Stored items from a collection:

***

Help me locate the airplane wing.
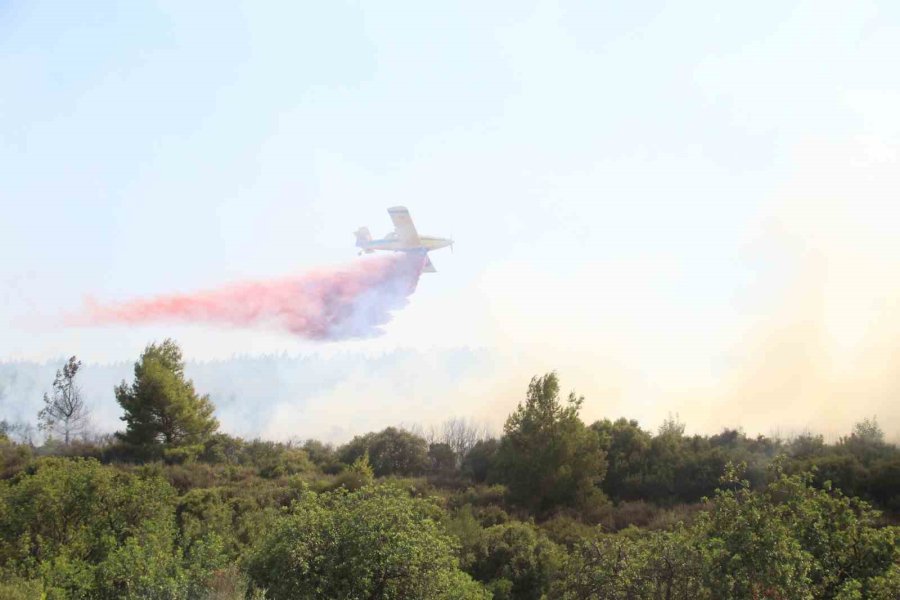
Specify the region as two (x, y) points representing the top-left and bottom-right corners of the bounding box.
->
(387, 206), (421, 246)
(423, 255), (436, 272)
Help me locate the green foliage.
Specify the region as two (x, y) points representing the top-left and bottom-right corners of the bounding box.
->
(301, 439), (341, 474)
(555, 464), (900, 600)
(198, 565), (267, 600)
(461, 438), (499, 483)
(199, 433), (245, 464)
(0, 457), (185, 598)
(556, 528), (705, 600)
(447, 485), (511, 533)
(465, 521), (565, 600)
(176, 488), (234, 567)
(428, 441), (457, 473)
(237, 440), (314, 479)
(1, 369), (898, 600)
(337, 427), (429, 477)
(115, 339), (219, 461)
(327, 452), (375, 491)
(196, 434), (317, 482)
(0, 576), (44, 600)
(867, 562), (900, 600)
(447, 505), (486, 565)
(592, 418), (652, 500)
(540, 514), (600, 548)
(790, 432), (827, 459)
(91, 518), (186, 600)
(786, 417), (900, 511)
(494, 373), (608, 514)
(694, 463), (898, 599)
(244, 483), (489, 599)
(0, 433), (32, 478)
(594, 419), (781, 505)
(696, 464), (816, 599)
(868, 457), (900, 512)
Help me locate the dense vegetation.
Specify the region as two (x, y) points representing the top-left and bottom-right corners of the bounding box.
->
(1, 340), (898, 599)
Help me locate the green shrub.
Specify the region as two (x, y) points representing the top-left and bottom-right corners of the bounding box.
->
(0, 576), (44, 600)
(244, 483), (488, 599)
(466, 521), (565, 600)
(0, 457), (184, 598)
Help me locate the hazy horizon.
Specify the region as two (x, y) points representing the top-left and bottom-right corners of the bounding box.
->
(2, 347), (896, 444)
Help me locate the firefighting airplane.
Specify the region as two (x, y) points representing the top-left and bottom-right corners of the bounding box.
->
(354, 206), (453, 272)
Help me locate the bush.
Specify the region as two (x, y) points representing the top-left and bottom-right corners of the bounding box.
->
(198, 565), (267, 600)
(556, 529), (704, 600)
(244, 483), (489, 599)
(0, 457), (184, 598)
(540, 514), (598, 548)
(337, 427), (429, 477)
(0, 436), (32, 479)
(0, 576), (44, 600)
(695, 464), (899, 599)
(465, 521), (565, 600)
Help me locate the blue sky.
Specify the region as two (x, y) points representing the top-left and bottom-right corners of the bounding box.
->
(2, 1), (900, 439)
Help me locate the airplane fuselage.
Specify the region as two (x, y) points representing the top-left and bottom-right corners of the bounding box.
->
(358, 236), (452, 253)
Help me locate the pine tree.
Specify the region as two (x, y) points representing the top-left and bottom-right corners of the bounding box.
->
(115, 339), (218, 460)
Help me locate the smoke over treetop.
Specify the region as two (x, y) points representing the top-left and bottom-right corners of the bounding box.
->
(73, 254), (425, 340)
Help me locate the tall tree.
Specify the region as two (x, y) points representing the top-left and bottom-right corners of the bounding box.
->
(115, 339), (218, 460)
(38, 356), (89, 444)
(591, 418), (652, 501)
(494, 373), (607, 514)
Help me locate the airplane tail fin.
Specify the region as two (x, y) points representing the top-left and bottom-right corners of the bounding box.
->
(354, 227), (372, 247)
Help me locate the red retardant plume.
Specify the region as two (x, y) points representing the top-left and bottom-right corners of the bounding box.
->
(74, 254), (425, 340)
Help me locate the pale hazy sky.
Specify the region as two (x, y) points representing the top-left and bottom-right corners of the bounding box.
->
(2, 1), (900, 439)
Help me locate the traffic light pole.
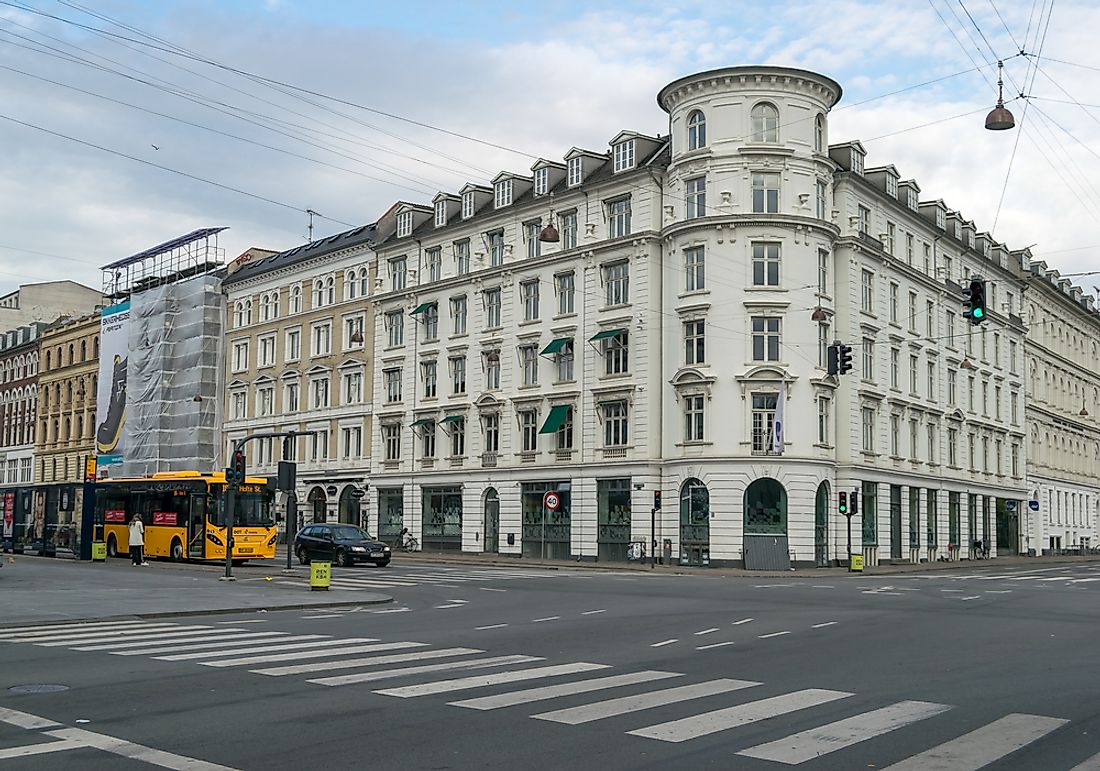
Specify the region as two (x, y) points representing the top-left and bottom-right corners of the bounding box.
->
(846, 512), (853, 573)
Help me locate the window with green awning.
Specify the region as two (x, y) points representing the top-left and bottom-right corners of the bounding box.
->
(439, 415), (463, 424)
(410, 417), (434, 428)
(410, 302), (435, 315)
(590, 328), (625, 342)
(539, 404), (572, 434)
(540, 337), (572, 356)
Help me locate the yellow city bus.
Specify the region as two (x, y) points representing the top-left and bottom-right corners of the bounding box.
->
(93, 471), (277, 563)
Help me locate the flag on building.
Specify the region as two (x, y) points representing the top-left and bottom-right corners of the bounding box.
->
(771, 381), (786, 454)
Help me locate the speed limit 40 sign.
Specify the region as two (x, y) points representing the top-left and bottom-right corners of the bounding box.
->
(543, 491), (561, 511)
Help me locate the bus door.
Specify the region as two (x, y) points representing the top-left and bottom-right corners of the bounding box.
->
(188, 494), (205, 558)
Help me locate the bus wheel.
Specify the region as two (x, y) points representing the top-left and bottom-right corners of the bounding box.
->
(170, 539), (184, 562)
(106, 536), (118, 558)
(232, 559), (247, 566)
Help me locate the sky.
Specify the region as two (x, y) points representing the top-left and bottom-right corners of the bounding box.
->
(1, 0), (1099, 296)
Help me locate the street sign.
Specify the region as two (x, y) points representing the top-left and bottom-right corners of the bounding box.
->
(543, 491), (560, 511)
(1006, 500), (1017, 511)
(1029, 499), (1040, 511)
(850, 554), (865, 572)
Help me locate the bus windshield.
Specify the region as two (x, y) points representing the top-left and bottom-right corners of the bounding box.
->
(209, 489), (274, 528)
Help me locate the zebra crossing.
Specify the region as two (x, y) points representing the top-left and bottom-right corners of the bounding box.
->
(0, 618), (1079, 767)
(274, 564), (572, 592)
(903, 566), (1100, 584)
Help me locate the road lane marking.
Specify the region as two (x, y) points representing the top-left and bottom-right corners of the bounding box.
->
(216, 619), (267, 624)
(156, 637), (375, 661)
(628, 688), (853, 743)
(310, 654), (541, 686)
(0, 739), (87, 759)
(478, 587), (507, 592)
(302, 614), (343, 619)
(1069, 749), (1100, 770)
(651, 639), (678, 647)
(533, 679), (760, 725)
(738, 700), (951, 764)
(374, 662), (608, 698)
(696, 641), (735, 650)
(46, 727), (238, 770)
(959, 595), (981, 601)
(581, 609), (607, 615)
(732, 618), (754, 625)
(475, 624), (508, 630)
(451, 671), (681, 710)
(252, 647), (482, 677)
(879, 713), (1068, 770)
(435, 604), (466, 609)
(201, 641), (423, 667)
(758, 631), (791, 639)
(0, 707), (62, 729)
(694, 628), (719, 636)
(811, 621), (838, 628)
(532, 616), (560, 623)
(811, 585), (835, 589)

***

__What the task requires__. Images aside, return each entry above precisely as it stands.

__Solution__.
Help me locate the airplane wing.
Specify the region as two (x, y) points representing the top-left and bottom-right corners of the bounding box.
->
(387, 206), (421, 246)
(423, 255), (436, 272)
Help me locate the green foliage.
Specify the region as two (x, y) points representing the top-left and bottom-right corners of the bounding box.
->
(301, 439), (341, 474)
(555, 464), (900, 600)
(198, 565), (267, 600)
(461, 438), (499, 483)
(199, 433), (245, 464)
(0, 457), (185, 598)
(556, 528), (705, 600)
(447, 485), (511, 533)
(465, 521), (565, 600)
(176, 488), (234, 567)
(428, 441), (457, 473)
(237, 440), (314, 479)
(1, 369), (898, 600)
(337, 427), (429, 477)
(115, 339), (219, 461)
(327, 452), (375, 491)
(196, 434), (317, 482)
(0, 576), (44, 600)
(867, 562), (900, 600)
(447, 505), (486, 565)
(592, 418), (652, 500)
(540, 514), (600, 548)
(790, 432), (827, 459)
(91, 518), (186, 600)
(786, 417), (900, 511)
(494, 373), (608, 514)
(694, 463), (898, 599)
(244, 483), (489, 599)
(0, 433), (32, 478)
(594, 419), (781, 505)
(696, 464), (816, 599)
(868, 457), (900, 512)
Help me locate the dense vegetation.
Specify the region as two (x, y) points representing the top-left and bottom-right corners of the bounding box.
->
(1, 340), (898, 599)
Help me locate the green shrub.
Specify the region as two (x, y) points representing the top-left and bottom-right corners of the bounding box.
->
(0, 576), (44, 600)
(244, 483), (488, 599)
(466, 521), (565, 600)
(0, 457), (184, 598)
Help me locate the hazy horizon.
Specify the region as two (x, y) points representing the top-left and bottom-right corners of the bounding box.
->
(2, 347), (896, 444)
Help me locate the firefighting airplane.
Specify the region as two (x, y) points representing the top-left and bottom-right corners of the bounding box.
->
(354, 206), (453, 272)
Help me locate the bush.
Specify the region as two (x, y) points representing the top-left and bottom-right corners of the bounding box.
->
(198, 565), (267, 600)
(556, 529), (704, 600)
(244, 483), (489, 599)
(0, 457), (184, 598)
(540, 514), (598, 548)
(337, 427), (429, 477)
(0, 436), (32, 479)
(0, 576), (44, 600)
(695, 464), (899, 599)
(465, 521), (565, 600)
Help me locate the blue sky.
Specify the region as two (x, y) points representing the top-left and bottom-right corners of the bounding box.
->
(2, 1), (900, 439)
Help me locate the airplane fuselage.
Specify the region as two (x, y) points representing the top-left and bottom-right corners of the bounding box.
->
(358, 236), (452, 253)
Help me locate the pine tree.
Specify the region as two (x, y) points representing the top-left and bottom-right corners of the bounding box.
->
(115, 339), (218, 460)
Help me locate the smoke over treetop.
Specify the region as two (x, y) points representing the top-left and bottom-right corners of the bounding box.
->
(73, 254), (425, 340)
Help me locate the tall tree.
Specify the region as two (x, y) points representing the top-left and bottom-right corners of the bounding box.
->
(115, 339), (218, 460)
(38, 356), (89, 444)
(591, 418), (652, 501)
(494, 373), (607, 514)
Help me locate the airplane tail fin.
Specify the region as two (x, y) points representing the top-left and bottom-right corners of the bounding box.
->
(354, 227), (372, 247)
Help me locate the red retardant plume.
Specify the region as two (x, y) points representing the top-left and bottom-right corners of the bounding box.
->
(74, 254), (425, 340)
Help me locate the pale hazy sky.
Specify the region as two (x, y) points representing the top-left and bottom-right corners of the bounding box.
->
(2, 1), (900, 439)
Help me locate the traffic light pole.
Specify the region as two (x, y) points representing the top-left and bottom-right corners of the bounding box.
->
(846, 512), (853, 573)
Help me locate the window with green awning.
Specify the region as two (x, y) points representing the top-left and bottom-right corners of the bounding box.
->
(439, 415), (463, 424)
(410, 417), (434, 428)
(410, 302), (435, 315)
(590, 328), (625, 342)
(539, 404), (572, 434)
(540, 337), (572, 356)
Help me locate the yellow city bus.
Specify the region as two (x, y) points representing the top-left and bottom-right corners of the bounding box.
->
(93, 471), (277, 563)
Help me locate the flag on building.
Specify the region as two (x, y) points representing the top-left and bottom-right corners of the bounding box.
->
(771, 381), (786, 454)
Help me locate the speed limit 40 sign.
Specify the region as two (x, y) points representing the top-left and bottom-right corners of the bounding box.
->
(543, 491), (561, 511)
Help me locate the bus door.
Specify the region as two (x, y) points representing the top-left and bottom-right corners of the bounding box.
->
(188, 494), (205, 558)
Help me locate the bus wheel.
Specify the region as two (x, y) points representing the top-left and bottom-right corners of the bounding box.
->
(170, 539), (184, 562)
(106, 536), (118, 558)
(232, 559), (247, 566)
Help me locate the sky.
Specify the region as two (x, y) points representing the top-left and bottom-right corners of the bounding box.
->
(1, 0), (1099, 296)
Help me locate the street sign.
Specify the region as two (x, y) points representing the top-left and bottom-right corners of the bounding box.
->
(543, 491), (560, 511)
(1006, 500), (1017, 511)
(1029, 499), (1040, 511)
(850, 554), (865, 572)
Help me locate the bus windshield.
Specify the region as two (x, y) points representing the top-left and bottom-right corners of the bounding box.
->
(209, 489), (274, 528)
Help me locate the zebra crossing.
Specify the region as two (x, y) points representing the top-left and bottom-right corners of the bounding box.
->
(0, 618), (1079, 767)
(274, 564), (572, 592)
(903, 566), (1100, 584)
Help me locate the road lane marking.
Specify the region as two (x, y) points representing the top-left and bottom-right corners of the bounding box.
->
(216, 619), (267, 624)
(156, 637), (375, 661)
(628, 688), (853, 743)
(310, 654), (541, 686)
(0, 739), (87, 759)
(478, 587), (507, 592)
(302, 614), (343, 619)
(1069, 749), (1100, 770)
(651, 639), (678, 647)
(533, 679), (760, 725)
(738, 700), (951, 764)
(374, 662), (608, 698)
(696, 641), (735, 650)
(46, 727), (238, 770)
(959, 595), (981, 601)
(581, 609), (607, 615)
(732, 618), (754, 625)
(475, 624), (508, 630)
(451, 671), (681, 710)
(252, 647), (482, 677)
(879, 713), (1068, 770)
(435, 604), (466, 609)
(201, 641), (423, 667)
(758, 631), (791, 639)
(0, 707), (62, 729)
(694, 628), (719, 636)
(811, 621), (838, 628)
(532, 616), (560, 623)
(811, 585), (835, 589)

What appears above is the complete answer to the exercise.